*INPUT RECORDS*:
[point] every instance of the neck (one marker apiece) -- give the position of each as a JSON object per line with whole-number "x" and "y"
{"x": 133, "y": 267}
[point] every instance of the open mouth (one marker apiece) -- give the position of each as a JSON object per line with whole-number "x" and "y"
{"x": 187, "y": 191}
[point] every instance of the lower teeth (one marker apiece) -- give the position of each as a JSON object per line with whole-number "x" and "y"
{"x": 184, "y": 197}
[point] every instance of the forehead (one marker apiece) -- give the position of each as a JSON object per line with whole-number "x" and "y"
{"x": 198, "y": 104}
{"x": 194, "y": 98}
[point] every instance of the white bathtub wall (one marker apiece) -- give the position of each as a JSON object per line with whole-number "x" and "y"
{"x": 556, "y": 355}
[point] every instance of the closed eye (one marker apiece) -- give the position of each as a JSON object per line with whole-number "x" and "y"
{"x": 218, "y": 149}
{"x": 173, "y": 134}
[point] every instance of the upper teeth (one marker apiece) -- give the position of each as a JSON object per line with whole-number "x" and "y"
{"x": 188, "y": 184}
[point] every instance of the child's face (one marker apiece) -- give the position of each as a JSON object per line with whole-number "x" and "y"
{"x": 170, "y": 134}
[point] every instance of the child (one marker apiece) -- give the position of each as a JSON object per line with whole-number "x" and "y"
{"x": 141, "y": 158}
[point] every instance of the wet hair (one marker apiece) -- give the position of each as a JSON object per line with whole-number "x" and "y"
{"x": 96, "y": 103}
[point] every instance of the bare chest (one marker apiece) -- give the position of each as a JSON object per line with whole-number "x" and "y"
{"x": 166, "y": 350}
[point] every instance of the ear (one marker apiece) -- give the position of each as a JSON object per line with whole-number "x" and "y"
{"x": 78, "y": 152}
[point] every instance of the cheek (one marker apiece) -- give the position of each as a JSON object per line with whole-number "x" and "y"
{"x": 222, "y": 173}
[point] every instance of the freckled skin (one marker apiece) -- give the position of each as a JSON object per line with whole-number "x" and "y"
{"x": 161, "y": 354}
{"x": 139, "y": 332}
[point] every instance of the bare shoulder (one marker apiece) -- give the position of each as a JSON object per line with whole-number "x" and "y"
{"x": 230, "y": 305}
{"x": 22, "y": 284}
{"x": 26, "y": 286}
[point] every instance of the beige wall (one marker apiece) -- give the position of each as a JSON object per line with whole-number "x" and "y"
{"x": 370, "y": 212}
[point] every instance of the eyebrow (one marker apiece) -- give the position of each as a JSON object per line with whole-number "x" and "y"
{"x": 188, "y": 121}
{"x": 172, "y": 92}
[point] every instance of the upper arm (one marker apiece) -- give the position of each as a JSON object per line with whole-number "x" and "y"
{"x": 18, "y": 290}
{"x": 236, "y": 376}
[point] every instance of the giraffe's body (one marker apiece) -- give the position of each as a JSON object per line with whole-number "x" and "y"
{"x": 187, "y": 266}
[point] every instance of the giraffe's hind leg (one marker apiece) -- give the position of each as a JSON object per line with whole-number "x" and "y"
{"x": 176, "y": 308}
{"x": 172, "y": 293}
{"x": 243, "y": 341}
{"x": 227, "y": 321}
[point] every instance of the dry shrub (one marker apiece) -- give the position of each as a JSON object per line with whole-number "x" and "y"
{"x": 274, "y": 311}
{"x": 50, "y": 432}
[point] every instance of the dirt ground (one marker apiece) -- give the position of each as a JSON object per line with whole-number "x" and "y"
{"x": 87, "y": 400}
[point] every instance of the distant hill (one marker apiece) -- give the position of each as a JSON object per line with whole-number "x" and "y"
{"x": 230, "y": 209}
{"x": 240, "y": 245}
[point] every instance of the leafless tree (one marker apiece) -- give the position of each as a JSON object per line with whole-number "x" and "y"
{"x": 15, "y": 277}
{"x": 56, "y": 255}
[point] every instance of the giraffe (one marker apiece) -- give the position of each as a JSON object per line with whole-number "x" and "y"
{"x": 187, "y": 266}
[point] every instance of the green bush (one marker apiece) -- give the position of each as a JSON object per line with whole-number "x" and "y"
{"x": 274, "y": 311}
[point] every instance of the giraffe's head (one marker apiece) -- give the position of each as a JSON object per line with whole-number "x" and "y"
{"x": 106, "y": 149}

*WHAT TO DO*:
Return every record above exactly as written.

*ANSWER SECTION*:
[point] every instance of the neck (one marker apiece) -- give the position of each as a JSON object per line with whole-number "x" and "y"
{"x": 133, "y": 267}
[point] every instance of the open mouth (one marker apiece) -- give the position of each as a JSON object per line with whole-number "x" and "y"
{"x": 187, "y": 191}
[point] every instance of the lower teeth (one marker apiece) -- give the position of each as a JSON object per line with whole-number "x" and "y"
{"x": 184, "y": 197}
[point] every instance of the forehead (one marker apiece) -- give the position of each as a JSON object per line with whole-number "x" and "y"
{"x": 198, "y": 104}
{"x": 194, "y": 98}
[point] every instance of the white bathtub wall (one marker apiece) -- give the position of each as a JSON object per line with whole-number "x" and "y"
{"x": 556, "y": 355}
[point] every instance of the closed eye (one marker apiece) -- give the position of each as a JSON object per line with whole-number "x" and "y"
{"x": 218, "y": 149}
{"x": 173, "y": 134}
[point] every instance of the upper teeth (one marker apiece) -- give the position of each as a JSON object per line with whole-number "x" and "y"
{"x": 188, "y": 184}
[point] every instance of the child's face (one marker apiece) -- give the position of each as a JSON object per line with whole-number "x" and "y"
{"x": 170, "y": 134}
[point] every instance of the child (one marker apiece) -- give the position of each as a JSON object per line with whole-number "x" and "y"
{"x": 141, "y": 158}
[point] every instance of the wet hair (one marker apiece) -- give the position of each as a JSON object per line with whole-number "x" and "y"
{"x": 96, "y": 103}
[point] every instance of the bare chest (one marker apiece) -- give the position of each as a JSON object per line with whole-number "x" and "y"
{"x": 166, "y": 350}
[point] every instance of the ear (one marker apiece) -- give the position of each as a JSON object per line with whole-number "x" and "y"
{"x": 78, "y": 152}
[point] every instance of the cheek (one marker apiece) -- give the position of each as a JSON object per line with whole-number "x" and "y"
{"x": 222, "y": 173}
[point] every instance of the freckled skin (one marker apiece) -- give the position of each as a JSON object per line with whole-number "x" and "y"
{"x": 161, "y": 354}
{"x": 139, "y": 332}
[point] every instance of the bare shoulder (one marker apiece) -- give the position of each as a JSON object per line with whole-number "x" and "y"
{"x": 230, "y": 305}
{"x": 22, "y": 284}
{"x": 26, "y": 286}
[point] every instance of the beige wall (one marker apiece) -- give the position of each as a JSON object per line with whole-number "x" and "y"
{"x": 370, "y": 212}
[point] every instance of the eyebrow (one marker apiece) -- give the position of each as a JSON object per line with whole-number "x" and "y"
{"x": 188, "y": 121}
{"x": 172, "y": 92}
[point] every instance of the upper arm (one marker apiece) -- give the position of each as a JSON object per line with whole-number "x" and "y"
{"x": 18, "y": 290}
{"x": 236, "y": 376}
[point] every instance of the giraffe's body (one marker apiece) -- give the position of each as a JSON object per line with whole-number "x" and "y"
{"x": 187, "y": 266}
[point] every instance of the giraffe's hind leg (one marker apiece) -- give the position of each as a JSON object per line with whole-number "x" and "y"
{"x": 176, "y": 308}
{"x": 172, "y": 293}
{"x": 243, "y": 341}
{"x": 227, "y": 321}
[point] every instance of the dry shrub (one marker apiece) -- give the position of each as a JSON object per line with whole-number "x" and "y"
{"x": 274, "y": 311}
{"x": 50, "y": 432}
[point] every instance of the dirt ground (one marker apiece) -- give the position of each as a JSON object per line with whole-number "x" and "y"
{"x": 87, "y": 400}
[point] every instance of the distant hill (one marker apiece) -- give the position of each as a JSON object per line with whole-number "x" and "y"
{"x": 230, "y": 209}
{"x": 240, "y": 245}
[point] every instance of the leafless tree (one marker apiece) -- give the position of each as a JSON object per line with whole-number "x" and "y"
{"x": 15, "y": 277}
{"x": 56, "y": 255}
[point] every instance of the giraffe (one marker apiece) -- give the position of each as a JSON object per line with whole-number "x" and "y"
{"x": 187, "y": 266}
[point] every instance of the green bush (one marker apiece) -- give the position of each as a JSON object per line with whole-number "x" and "y"
{"x": 274, "y": 311}
[point] every instance of the giraffe's head (one marker apiece) -- give the position of each as a JSON object per line with whole-number "x" and "y"
{"x": 106, "y": 149}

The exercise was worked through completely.